Alıştırma metni:
================================

- ABD’nin ulusal borcu 36,2 trilyon dolara ulaştı – tarihsel olarak en yüksek seviye.
- Artışın ivmesi üstel hale geldi; pandemi sonrası dönemden itibaren her yıl trilyonlarca dolarlık sıçramalar yaşanıyor.
- Borç sürdürülebilirlik sorunu büyüyor; yüksek faiz ortamı borç servis maliyetini daha da ağırlaştırıyor.

Grafik, ABD’nin yıllara göre ulusal borç seviyesini başkanlık dönemlerine göre ayırarak gösteriyor. Veriler ABD Hazine Bakanlığı’ndan alınmış ve 6 Haziran 2025 itibarıyla toplam borç 36,2 trilyon dolar seviyesine ulaşmış durumda.
1. Tarihsel Seyir
- 1977–1980 (Jimmy Carter) döneminde borç çok düşük, 1 trilyon doların altında.
- 1980’ler (Ronald Reagan) ile birlikte borçlanma hızla artmaya başlıyor. Reagan dönemi özellikle “vergi indirimleri + savunma harcamaları” ile borç trendini yukarıya taşıdı.
- 1990’lar (George H.W. Bush & Bill Clinton) döneminde artış daha yavaşladı. Clinton döneminin sonunda bütçe fazlası verilmişti, bu da borç artış hızını frenledi.

================================

Veriler:
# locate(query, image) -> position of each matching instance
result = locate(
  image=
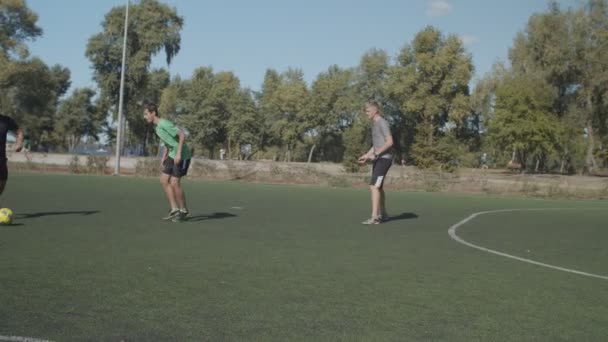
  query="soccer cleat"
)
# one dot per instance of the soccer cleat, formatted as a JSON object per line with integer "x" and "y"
{"x": 373, "y": 220}
{"x": 184, "y": 212}
{"x": 171, "y": 214}
{"x": 181, "y": 216}
{"x": 384, "y": 217}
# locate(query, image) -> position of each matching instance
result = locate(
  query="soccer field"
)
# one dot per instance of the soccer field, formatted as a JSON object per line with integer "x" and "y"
{"x": 89, "y": 259}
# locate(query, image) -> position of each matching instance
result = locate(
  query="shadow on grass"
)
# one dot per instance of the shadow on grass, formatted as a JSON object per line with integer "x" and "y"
{"x": 403, "y": 216}
{"x": 54, "y": 213}
{"x": 209, "y": 217}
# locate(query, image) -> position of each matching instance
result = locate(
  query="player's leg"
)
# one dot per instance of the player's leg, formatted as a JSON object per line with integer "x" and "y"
{"x": 180, "y": 196}
{"x": 165, "y": 181}
{"x": 379, "y": 172}
{"x": 383, "y": 211}
{"x": 178, "y": 172}
{"x": 375, "y": 194}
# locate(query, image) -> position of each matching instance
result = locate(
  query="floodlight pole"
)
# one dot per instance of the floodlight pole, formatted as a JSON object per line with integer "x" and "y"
{"x": 121, "y": 96}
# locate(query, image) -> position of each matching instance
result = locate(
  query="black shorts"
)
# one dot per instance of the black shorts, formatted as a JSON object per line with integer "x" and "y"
{"x": 3, "y": 169}
{"x": 379, "y": 171}
{"x": 173, "y": 170}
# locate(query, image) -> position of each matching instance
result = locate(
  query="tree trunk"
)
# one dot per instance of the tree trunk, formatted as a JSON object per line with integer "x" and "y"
{"x": 312, "y": 149}
{"x": 590, "y": 159}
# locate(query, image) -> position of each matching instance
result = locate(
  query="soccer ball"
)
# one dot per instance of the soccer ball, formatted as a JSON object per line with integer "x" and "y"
{"x": 6, "y": 216}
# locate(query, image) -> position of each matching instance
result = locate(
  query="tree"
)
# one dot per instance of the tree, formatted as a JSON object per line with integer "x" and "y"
{"x": 430, "y": 87}
{"x": 30, "y": 94}
{"x": 333, "y": 108}
{"x": 18, "y": 24}
{"x": 78, "y": 117}
{"x": 523, "y": 121}
{"x": 153, "y": 27}
{"x": 289, "y": 123}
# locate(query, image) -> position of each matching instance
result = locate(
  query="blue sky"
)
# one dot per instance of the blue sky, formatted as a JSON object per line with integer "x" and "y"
{"x": 249, "y": 36}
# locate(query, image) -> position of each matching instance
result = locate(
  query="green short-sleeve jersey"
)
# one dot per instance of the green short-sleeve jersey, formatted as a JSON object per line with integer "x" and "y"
{"x": 167, "y": 132}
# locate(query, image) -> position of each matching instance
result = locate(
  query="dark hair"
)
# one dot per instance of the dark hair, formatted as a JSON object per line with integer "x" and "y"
{"x": 374, "y": 103}
{"x": 151, "y": 107}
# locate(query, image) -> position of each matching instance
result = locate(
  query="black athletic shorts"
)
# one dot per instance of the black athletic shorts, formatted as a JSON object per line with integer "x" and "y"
{"x": 173, "y": 170}
{"x": 3, "y": 169}
{"x": 379, "y": 171}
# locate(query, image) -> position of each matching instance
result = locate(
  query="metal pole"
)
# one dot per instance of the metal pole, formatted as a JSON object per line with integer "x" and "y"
{"x": 120, "y": 101}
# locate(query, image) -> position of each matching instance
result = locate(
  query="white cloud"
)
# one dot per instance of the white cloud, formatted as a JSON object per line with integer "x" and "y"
{"x": 468, "y": 39}
{"x": 438, "y": 8}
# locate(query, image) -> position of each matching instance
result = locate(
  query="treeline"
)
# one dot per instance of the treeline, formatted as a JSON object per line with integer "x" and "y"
{"x": 545, "y": 110}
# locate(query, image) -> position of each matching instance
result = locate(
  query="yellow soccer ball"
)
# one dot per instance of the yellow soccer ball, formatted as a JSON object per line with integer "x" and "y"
{"x": 6, "y": 216}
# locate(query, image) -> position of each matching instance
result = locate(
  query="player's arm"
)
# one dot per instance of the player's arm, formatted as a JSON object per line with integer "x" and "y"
{"x": 388, "y": 143}
{"x": 19, "y": 142}
{"x": 181, "y": 139}
{"x": 367, "y": 156}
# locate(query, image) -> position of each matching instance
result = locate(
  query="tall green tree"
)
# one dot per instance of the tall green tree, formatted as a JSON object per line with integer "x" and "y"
{"x": 523, "y": 122}
{"x": 17, "y": 24}
{"x": 77, "y": 117}
{"x": 153, "y": 28}
{"x": 334, "y": 105}
{"x": 430, "y": 87}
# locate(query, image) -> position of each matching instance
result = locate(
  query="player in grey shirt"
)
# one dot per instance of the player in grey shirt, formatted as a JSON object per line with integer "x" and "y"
{"x": 382, "y": 159}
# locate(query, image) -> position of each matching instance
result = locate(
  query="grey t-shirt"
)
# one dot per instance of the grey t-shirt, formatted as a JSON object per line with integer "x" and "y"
{"x": 380, "y": 131}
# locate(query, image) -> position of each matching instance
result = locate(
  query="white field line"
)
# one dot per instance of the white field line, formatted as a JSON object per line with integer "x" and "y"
{"x": 453, "y": 235}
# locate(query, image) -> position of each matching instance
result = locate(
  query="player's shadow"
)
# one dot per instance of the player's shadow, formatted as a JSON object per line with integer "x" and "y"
{"x": 213, "y": 216}
{"x": 21, "y": 216}
{"x": 403, "y": 216}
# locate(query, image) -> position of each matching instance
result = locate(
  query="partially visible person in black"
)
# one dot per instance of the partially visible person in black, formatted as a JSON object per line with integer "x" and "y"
{"x": 7, "y": 124}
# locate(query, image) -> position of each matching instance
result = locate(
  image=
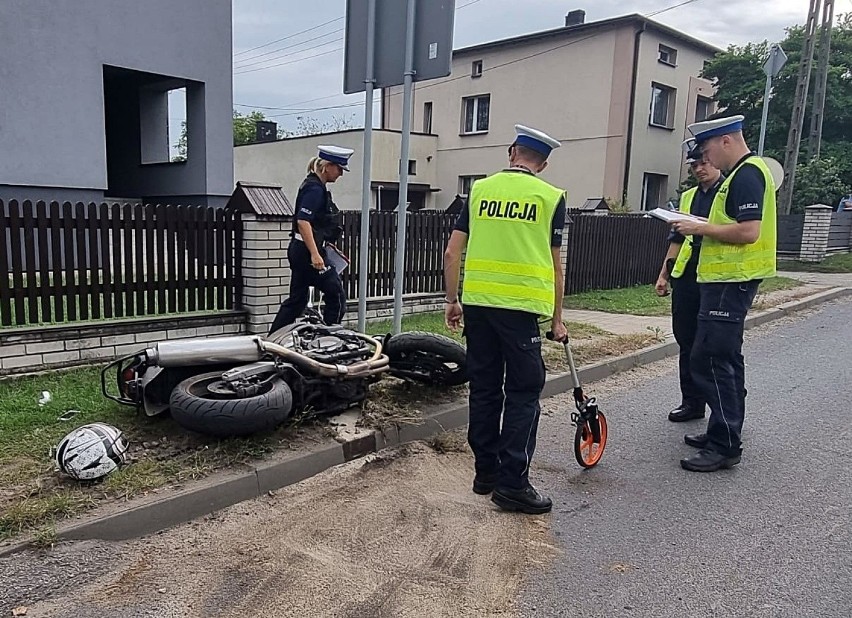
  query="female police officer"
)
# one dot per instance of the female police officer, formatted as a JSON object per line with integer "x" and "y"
{"x": 315, "y": 223}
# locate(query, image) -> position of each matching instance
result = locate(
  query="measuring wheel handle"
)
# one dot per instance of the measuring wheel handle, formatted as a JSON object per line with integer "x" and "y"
{"x": 591, "y": 434}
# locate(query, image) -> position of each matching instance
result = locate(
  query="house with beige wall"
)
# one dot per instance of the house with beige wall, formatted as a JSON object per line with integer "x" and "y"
{"x": 284, "y": 162}
{"x": 618, "y": 93}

================================

Materyale ilişkin sorular:
(a) ABD borcu metninin "- Borç sürdürülebilirlik" sözleriyle başlayıp "seviyesine ulaşmış durumda." sözlerine kadar süren bölümünü, "yüksek faiz ortamı" yerine "artan faiz ortamı" koyarak yeniden yazın.
(b) ABD borcu metnine göre grafikte kullanılan bilgiler hangi kurumdan alınmıştır?
Buradaki materyalin alıştırma metniyle bir ilgisi yoktur.

Görevlere göre çözümler:
(a)
- Borç sürdürülebilirlik sorunu büyüyor; artan faiz ortamı borç servis maliyetini daha da ağırlaştırıyor.

Grafik, ABD’nin yıllara göre ulusal borç seviyesini başkanlık dönemlerine göre ayırarak gösteriyor. Veriler ABD Hazine Bakanlığı’ndan alınmış ve 6 Haziran 2025 itibarıyla toplam borç 36,2 trilyon dolar seviyesine ulaşmış durumda.

(b) ABD Hazine Bakanlığı’ndan.